> **Page text**
Felicia's new home was situated in what was then the picturesque village of
Wavertree which was considered to be hardly a part of Liverpool at all.
The village had a chocolate-box, bow-window, cobblestone, Dickensian beauty
----traces of the old village can be seeen today if you look hard enough.
The house itself was a pleasant, Georgian, sandstone house standing
in its own grounds with the walls of the front garden reaching as far as the
road. It was during this period that Felicia travelled to the Lake
District, spending time with Wordsworth at Mount Rydal in 1830 where she also met the
Duc de Chartres. Evidently Felicia and Wordsworth were kindred spirits and
Felicia was moved to say of her friend in a letter ;
"There
is a daily beauty in his life which is in such lovely harmony with his poetry
that I am thankful to have witnessed and felt it. He gives me a good deal
of his society, reads to me, walks with me, leads my pony when I ride and I
begin to talk with him as a sort of paternal friend. The whole of this
morning he kindly passed in reading to me a great deal from Spenser and
afterwards his own Laodamia, my favourite, Tintern Abbey and many of those noble
sonnets which you so likewise enjoy. Yesterday evening he walked beside me
as I rode on a long and lovely mountain path high above Grasmere Lake. I
was much interested by his shewing me, carved deep into the rock, as we passed,
the initials of his wife's name inscribed there many years ago by himself ; and
the dear old man like Old Mortality renews them from time to time. I could
scarcely help exclaiming Esto Perpetua !

> **Image location labeling entries**
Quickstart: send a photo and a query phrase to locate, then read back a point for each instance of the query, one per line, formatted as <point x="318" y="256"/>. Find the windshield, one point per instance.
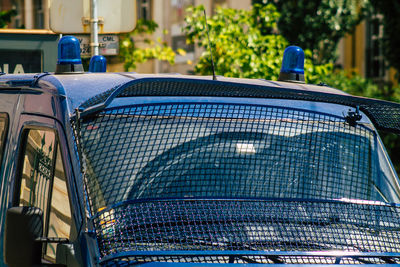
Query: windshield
<point x="237" y="177"/>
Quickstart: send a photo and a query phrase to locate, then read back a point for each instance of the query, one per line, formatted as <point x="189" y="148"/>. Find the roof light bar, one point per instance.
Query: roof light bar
<point x="292" y="65"/>
<point x="69" y="56"/>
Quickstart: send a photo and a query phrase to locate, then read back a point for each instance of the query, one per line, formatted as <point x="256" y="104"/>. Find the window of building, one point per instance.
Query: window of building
<point x="144" y="9"/>
<point x="43" y="185"/>
<point x="375" y="61"/>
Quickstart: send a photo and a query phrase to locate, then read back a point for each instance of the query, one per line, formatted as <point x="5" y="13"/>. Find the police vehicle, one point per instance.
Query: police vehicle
<point x="121" y="169"/>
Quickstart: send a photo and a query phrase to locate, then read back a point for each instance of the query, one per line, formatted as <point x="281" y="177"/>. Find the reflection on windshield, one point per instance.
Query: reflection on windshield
<point x="226" y="151"/>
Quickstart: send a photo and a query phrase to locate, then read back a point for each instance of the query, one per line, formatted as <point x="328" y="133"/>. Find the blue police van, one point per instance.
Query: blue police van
<point x="122" y="169"/>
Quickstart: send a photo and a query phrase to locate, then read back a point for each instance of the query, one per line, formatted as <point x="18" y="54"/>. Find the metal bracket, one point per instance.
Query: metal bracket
<point x="353" y="117"/>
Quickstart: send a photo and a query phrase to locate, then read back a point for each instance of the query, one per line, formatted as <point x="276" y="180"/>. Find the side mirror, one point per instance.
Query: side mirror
<point x="23" y="226"/>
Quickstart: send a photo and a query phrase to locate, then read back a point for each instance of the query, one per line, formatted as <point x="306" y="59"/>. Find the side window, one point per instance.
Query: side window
<point x="43" y="185"/>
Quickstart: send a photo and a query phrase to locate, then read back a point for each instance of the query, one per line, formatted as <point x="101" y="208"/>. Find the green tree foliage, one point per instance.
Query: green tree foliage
<point x="318" y="25"/>
<point x="6" y="16"/>
<point x="390" y="9"/>
<point x="134" y="52"/>
<point x="241" y="48"/>
<point x="354" y="84"/>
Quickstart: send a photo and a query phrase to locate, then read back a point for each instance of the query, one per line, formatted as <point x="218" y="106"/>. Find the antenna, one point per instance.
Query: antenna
<point x="209" y="46"/>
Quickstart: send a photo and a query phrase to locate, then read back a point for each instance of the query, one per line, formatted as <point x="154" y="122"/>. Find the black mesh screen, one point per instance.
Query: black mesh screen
<point x="248" y="225"/>
<point x="222" y="150"/>
<point x="233" y="153"/>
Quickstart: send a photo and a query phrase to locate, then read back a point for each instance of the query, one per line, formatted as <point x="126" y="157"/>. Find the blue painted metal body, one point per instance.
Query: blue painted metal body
<point x="48" y="100"/>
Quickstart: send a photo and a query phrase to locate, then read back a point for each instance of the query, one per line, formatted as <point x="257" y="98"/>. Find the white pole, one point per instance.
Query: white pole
<point x="94" y="22"/>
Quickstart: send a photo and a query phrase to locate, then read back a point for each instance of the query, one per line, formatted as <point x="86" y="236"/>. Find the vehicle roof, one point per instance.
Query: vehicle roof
<point x="93" y="89"/>
<point x="78" y="88"/>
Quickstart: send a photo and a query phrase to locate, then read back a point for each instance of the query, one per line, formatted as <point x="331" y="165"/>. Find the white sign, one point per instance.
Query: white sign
<point x="73" y="16"/>
<point x="108" y="44"/>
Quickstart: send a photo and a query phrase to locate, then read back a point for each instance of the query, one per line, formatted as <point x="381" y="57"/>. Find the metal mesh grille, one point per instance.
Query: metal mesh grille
<point x="385" y="115"/>
<point x="248" y="225"/>
<point x="222" y="150"/>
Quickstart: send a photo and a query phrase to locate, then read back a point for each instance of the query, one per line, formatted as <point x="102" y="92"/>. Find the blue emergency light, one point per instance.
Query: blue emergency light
<point x="292" y="65"/>
<point x="69" y="55"/>
<point x="98" y="63"/>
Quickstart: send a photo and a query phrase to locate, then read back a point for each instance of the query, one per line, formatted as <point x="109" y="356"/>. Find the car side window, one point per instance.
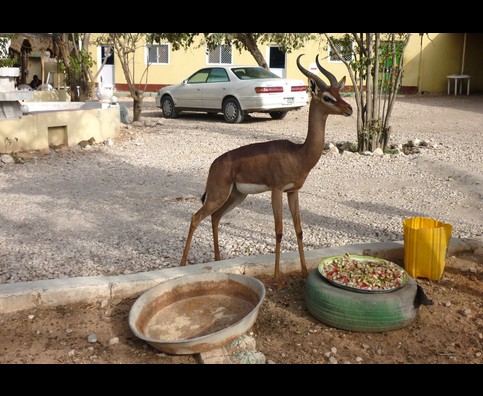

> **Task instructions**
Answer these questions from the passage on Felicia.
1. In which village was Felicia's new home situated?
2. In what year did Felicia spend time with Wordsworth at Mount Rydal?
3. Which of Wordsworth's poems does Felicia name as her favorite?

> **Result of the exercise**
1. Wavertree
2. 1830
3. Laodamia